+++ Source +++

Wednesday, October 08, 2008

A Review of Daniel J. Levitin's The World in Six Songs: How the Musical Brain Created Human Nature

Sounds like an interesting book, even if the reviewer isn't so thrilled (he recommends the book, in the end). This is copied from a pdf, so sorry if the line-breaks are a little funky.

From Evolutionary Psychology:
What is Music for? Perhaps to Give Evolutionary Psychologists Work

A Review of Daniel J. Levitin, The World in Six Songs: How the Musical Brain Created Human Nature. Dutton, New York, 2008, 336 pp., US$25.95, ISBN 978-0-525-95073-8 (hardcover)

Lincoln G. Craton, Department of Psychology, Stonehill College, Massachusetts,

Interest in the psychology of music is on the rise. For instance, membership in the
Society for Music Perception and Cognition (SMPC) is growing and attendance at its
biannual conference is way up. As readers of Evolutionary Psychology know very well, when an inherently interesting field takes off, related books for the lay reader often do too. McGill University cognitive neuroscientist Dan Levitin’s 2006 bestseller, This is Your Brain on Music, and last year’s bestseller Musicophilia by neurologist Oliver Sacks, are the two books that I have been recommending to friends and colleagues who like music (who doesn’t?) and who want to know what the scientific buzz is all about.

+++ Listed records +++

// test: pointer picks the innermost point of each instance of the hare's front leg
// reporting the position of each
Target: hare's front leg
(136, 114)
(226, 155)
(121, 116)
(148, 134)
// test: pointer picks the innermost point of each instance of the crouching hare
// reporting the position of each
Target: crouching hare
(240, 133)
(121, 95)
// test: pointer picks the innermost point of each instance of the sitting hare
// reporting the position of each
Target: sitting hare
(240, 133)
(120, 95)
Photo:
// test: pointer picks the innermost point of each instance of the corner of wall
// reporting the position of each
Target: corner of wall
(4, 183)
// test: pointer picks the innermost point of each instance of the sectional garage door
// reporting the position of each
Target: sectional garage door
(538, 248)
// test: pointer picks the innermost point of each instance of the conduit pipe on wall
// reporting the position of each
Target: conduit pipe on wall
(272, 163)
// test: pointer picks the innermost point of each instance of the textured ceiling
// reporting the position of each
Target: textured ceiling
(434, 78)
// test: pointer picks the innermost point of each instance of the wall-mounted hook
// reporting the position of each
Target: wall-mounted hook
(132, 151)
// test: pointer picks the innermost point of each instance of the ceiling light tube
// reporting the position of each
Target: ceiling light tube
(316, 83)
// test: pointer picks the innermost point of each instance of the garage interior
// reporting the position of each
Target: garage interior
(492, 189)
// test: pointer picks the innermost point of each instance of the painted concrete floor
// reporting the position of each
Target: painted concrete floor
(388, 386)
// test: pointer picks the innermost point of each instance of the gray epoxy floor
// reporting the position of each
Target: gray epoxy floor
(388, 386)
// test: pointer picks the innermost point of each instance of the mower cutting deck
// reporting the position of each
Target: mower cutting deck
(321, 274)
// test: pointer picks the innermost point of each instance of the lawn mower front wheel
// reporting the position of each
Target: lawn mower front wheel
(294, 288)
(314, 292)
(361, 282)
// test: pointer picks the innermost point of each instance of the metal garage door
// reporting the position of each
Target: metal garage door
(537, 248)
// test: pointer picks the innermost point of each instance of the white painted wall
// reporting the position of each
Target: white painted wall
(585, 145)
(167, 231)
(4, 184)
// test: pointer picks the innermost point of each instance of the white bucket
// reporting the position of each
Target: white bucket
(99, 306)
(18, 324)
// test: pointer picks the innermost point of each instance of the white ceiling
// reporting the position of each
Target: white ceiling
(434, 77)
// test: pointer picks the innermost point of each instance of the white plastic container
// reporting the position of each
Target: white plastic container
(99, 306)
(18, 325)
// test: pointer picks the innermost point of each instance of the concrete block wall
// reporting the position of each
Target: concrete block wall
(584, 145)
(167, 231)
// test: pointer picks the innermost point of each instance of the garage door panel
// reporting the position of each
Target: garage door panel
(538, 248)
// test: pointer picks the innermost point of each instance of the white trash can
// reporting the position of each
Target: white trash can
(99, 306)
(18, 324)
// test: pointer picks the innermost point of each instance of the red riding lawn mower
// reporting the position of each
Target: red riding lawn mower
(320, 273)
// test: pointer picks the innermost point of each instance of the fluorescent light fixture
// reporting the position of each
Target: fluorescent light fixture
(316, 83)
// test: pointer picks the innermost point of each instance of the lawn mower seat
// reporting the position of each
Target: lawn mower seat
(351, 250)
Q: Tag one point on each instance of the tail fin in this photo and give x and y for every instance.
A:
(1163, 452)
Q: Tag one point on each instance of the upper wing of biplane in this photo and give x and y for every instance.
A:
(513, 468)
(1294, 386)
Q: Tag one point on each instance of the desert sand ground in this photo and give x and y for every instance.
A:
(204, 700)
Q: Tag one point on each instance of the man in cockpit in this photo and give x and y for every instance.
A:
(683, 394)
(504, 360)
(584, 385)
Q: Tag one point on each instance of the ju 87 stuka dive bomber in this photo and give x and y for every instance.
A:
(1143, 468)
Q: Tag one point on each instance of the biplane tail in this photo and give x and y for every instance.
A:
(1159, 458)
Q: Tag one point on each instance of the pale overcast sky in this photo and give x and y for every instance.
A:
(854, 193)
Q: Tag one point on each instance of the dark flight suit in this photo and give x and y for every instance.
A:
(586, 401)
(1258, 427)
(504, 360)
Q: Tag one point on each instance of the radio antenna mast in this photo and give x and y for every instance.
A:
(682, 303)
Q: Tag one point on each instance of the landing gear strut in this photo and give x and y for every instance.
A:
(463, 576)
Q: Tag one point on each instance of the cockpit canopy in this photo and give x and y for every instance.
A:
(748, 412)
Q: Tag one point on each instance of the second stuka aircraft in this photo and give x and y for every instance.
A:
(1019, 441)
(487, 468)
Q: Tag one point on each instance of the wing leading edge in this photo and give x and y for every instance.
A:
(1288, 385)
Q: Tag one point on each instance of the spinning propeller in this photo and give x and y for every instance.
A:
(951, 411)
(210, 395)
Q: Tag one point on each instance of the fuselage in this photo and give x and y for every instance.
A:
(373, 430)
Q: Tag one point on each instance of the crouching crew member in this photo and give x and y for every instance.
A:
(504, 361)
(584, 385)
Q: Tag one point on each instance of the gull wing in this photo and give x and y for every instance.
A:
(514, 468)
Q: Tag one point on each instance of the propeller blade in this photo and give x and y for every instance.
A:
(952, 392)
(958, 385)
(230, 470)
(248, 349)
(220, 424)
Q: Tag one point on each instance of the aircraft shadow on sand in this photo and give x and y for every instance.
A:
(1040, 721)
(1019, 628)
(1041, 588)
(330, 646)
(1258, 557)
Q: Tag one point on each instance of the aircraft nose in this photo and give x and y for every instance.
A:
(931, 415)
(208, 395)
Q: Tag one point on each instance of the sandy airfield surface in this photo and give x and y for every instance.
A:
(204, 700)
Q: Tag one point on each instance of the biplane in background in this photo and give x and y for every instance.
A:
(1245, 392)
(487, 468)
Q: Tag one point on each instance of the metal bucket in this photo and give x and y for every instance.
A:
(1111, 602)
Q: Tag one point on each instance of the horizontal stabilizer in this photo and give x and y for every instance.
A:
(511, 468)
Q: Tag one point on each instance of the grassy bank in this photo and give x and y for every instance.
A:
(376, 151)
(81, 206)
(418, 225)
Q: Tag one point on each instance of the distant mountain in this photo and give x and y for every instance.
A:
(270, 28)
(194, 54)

+++

- _Complete the following_:
1. Repeat everything in the music book review from "Sounds like an" down to "a little funky.".
2. Take everything in the rows from the line containing "Q: Tag one point on each instance of the metal" down to the end of the rows, and write it out again with "grassy bank" swapped for "grassy slope" and nothing else changed.

- _Answers_:
1.
Sounds like an interesting book, even if the reviewer isn't so thrilled (he recommends the book, in the end). This is copied from a pdf, so sorry if the line-breaks are a little funky.

2.
Q: Tag one point on each instance of the metal bucket in this photo and give x and y for every instance.
A:
(1111, 602)
Q: Tag one point on each instance of the horizontal stabilizer in this photo and give x and y for every instance.
A:
(511, 468)
Q: Tag one point on each instance of the grassy slope in this photo and give x and y for every instance.
A:
(376, 151)
(81, 206)
(418, 225)
Q: Tag one point on each instance of the distant mountain in this photo and give x and y for every instance.
A:
(270, 28)
(194, 54)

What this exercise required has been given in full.